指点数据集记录
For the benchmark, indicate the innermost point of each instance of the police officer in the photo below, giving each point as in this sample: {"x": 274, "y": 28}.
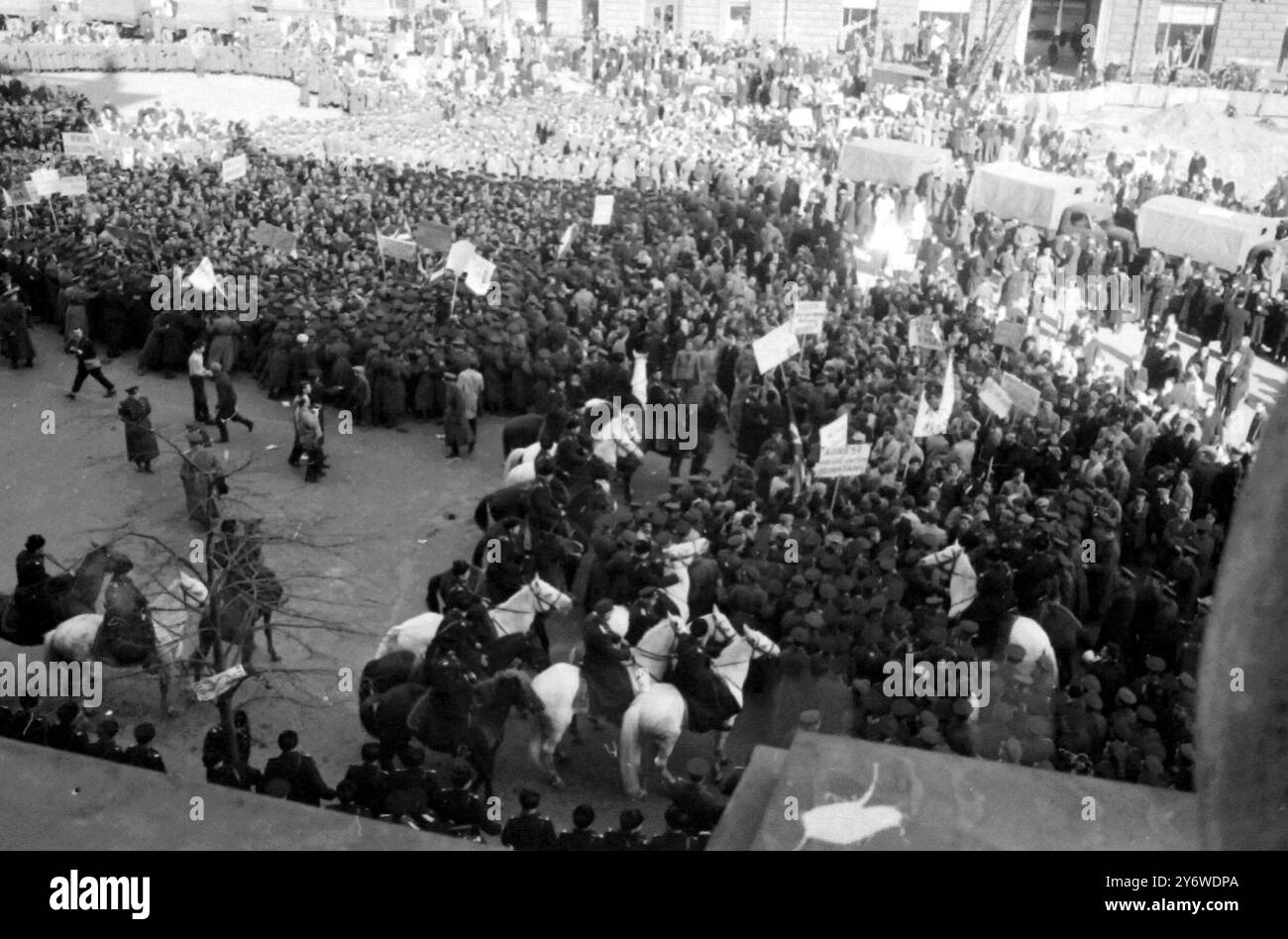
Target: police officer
{"x": 142, "y": 754}
{"x": 528, "y": 831}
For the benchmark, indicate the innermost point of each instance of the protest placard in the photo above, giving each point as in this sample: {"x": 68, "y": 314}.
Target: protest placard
{"x": 274, "y": 237}
{"x": 992, "y": 397}
{"x": 73, "y": 185}
{"x": 459, "y": 257}
{"x": 398, "y": 249}
{"x": 842, "y": 462}
{"x": 480, "y": 273}
{"x": 433, "y": 236}
{"x": 80, "y": 145}
{"x": 835, "y": 434}
{"x": 233, "y": 167}
{"x": 1024, "y": 397}
{"x": 603, "y": 210}
{"x": 923, "y": 334}
{"x": 807, "y": 317}
{"x": 1009, "y": 334}
{"x": 774, "y": 348}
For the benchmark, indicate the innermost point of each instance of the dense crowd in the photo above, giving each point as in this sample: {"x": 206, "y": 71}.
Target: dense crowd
{"x": 1100, "y": 517}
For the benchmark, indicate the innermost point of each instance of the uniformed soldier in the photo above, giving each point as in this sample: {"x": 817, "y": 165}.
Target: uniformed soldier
{"x": 529, "y": 831}
{"x": 142, "y": 754}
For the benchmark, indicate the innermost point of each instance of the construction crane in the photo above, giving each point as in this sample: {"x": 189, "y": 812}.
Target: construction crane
{"x": 999, "y": 37}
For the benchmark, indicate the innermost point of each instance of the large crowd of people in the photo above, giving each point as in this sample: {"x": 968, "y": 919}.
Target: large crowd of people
{"x": 1102, "y": 515}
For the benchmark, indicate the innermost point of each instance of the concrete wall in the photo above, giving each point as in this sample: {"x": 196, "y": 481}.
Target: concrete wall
{"x": 1248, "y": 31}
{"x": 60, "y": 801}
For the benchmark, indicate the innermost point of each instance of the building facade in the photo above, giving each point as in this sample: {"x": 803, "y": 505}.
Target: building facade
{"x": 1131, "y": 33}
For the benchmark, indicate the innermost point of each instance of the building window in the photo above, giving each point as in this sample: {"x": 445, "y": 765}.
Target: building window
{"x": 1185, "y": 34}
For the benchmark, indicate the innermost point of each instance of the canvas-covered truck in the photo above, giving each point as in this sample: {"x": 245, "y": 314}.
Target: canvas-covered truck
{"x": 890, "y": 162}
{"x": 1207, "y": 234}
{"x": 1028, "y": 196}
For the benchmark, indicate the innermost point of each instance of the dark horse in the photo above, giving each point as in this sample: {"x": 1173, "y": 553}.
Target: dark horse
{"x": 476, "y": 728}
{"x": 528, "y": 429}
{"x": 399, "y": 668}
{"x": 62, "y": 598}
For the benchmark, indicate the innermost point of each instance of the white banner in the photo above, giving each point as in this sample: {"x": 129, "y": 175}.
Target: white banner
{"x": 603, "y": 210}
{"x": 233, "y": 167}
{"x": 835, "y": 434}
{"x": 80, "y": 145}
{"x": 478, "y": 274}
{"x": 459, "y": 257}
{"x": 807, "y": 317}
{"x": 73, "y": 185}
{"x": 210, "y": 688}
{"x": 774, "y": 348}
{"x": 844, "y": 462}
{"x": 997, "y": 401}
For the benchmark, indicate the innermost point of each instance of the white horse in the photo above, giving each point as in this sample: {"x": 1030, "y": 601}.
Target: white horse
{"x": 175, "y": 612}
{"x": 520, "y": 463}
{"x": 513, "y": 616}
{"x": 563, "y": 690}
{"x": 661, "y": 711}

- [任务目标] 请把以上全部材料整理成两列 CSV，列名为“提示”和“回答”。每条占一行，文字和对应答案各放进一个带引号的字段，其中的换行改为空格，图片不要放进答案。

- [完整答案]
提示,回答
"For the benchmark, indicate the innermost point of each instance of the police officer in the photo below, giving each point as in this sample: {""x"": 274, ""y"": 28}. Target: police officer","{""x"": 142, ""y"": 754} {""x"": 528, ""y"": 831}"
"For the benchmark, indicate the innermost point of each instance of the protest placard in the photo above, giving each point as in this sample: {""x"": 68, ""y"": 314}. Target: protest placard","{""x"": 274, ""y"": 237} {""x"": 992, ""y"": 397} {""x"": 73, ""y"": 185} {""x"": 459, ""y"": 257} {""x"": 398, ""y"": 249} {""x"": 842, ""y"": 462} {""x"": 480, ""y"": 273} {""x"": 433, ""y"": 236} {""x"": 80, ""y"": 145} {""x"": 835, ""y"": 434} {""x"": 233, ""y"": 167} {""x"": 1024, ""y"": 397} {""x"": 603, ""y"": 210} {""x"": 923, ""y"": 334} {""x"": 807, ""y"": 317} {""x"": 1009, ""y"": 334} {""x"": 774, ""y"": 348}"
"For the benchmark, indicate the innermost point of each instance of the dense crowd in the photo above, giving each point as in this sample: {""x"": 206, ""y"": 71}. Target: dense crowd","{""x"": 1100, ""y"": 517}"
"For the benchmark, indicate the innermost point of each instance of the uniformed soldier in the photo above, giving each point as in this sample: {""x"": 817, ""y"": 165}. Target: uniformed soldier","{""x"": 529, ""y"": 831} {""x"": 142, ""y"": 754}"
"For the benchmark, indicate the innermost point of each instance of the construction crane in the photo above, giving each point as in this sample: {""x"": 189, ""y"": 812}. Target: construction crane","{""x"": 999, ""y"": 37}"
"For the benchmark, indicate the innermost point of each instance of the large crowd of people in the photo above, giving each point as in this sample: {""x"": 968, ""y"": 919}. Target: large crowd of people","{""x"": 1102, ""y"": 515}"
"For the benchmark, indicate the innermost point of each instance of the concrete wall in the photo above, giving each point as in this sample: {""x"": 196, ""y"": 481}. Target: concrete wall","{""x"": 1248, ""y"": 31} {""x"": 60, ""y"": 801}"
"For the benchmark, indicate the innermost point of each instance of the building facade in the photo above, giving each point as in this sample: {""x"": 803, ""y"": 505}. Target: building facade","{""x"": 1131, ""y"": 33}"
"For the benchmark, indicate the innermost point of each instance of the building window in the photo above, giving each point as in this sample: {""x"": 445, ""y"": 765}. Target: building window","{""x"": 1185, ""y"": 34}"
"For the benchmark, indicate the innermost point of each instance of the canvas-covered truck in the photo above, giving each point as in this sample: {""x"": 245, ""y"": 314}. Target: canvas-covered truck","{""x"": 890, ""y"": 162} {""x"": 1207, ""y"": 234} {""x"": 1028, ""y"": 196}"
"For the benchmark, indicate the innermost point of each instance of the dark horse in the photo above, giving each point as in this sample: {""x"": 1173, ""y"": 553}. Target: dark horse","{""x"": 476, ""y"": 728} {""x"": 528, ""y"": 429} {""x"": 399, ""y"": 668} {""x"": 62, ""y"": 598}"
"For the benchmark, indicate the innermost point of each instance of the white banner in the photo above, giving each point as in this sample: {""x"": 129, ""y"": 175}. Target: white banner","{""x"": 603, ""y"": 210} {""x"": 233, ""y"": 167} {""x"": 835, ""y"": 434} {""x"": 80, ""y"": 145} {""x"": 478, ""y"": 274} {""x"": 459, ""y"": 257} {""x"": 807, ""y"": 317} {""x"": 73, ""y"": 185} {""x"": 210, ""y"": 688} {""x"": 774, ""y"": 348} {""x"": 844, ""y"": 462} {""x"": 997, ""y"": 401}"
"For the benchmark, indicate the innermost point of each instance of the white horse in the photo above, giving each point as in this sample: {""x"": 1030, ""y"": 601}. Target: white horse","{""x"": 175, ""y"": 612} {""x"": 520, ""y"": 463} {""x"": 513, ""y"": 616} {""x"": 563, ""y"": 690} {""x"": 661, ""y"": 711}"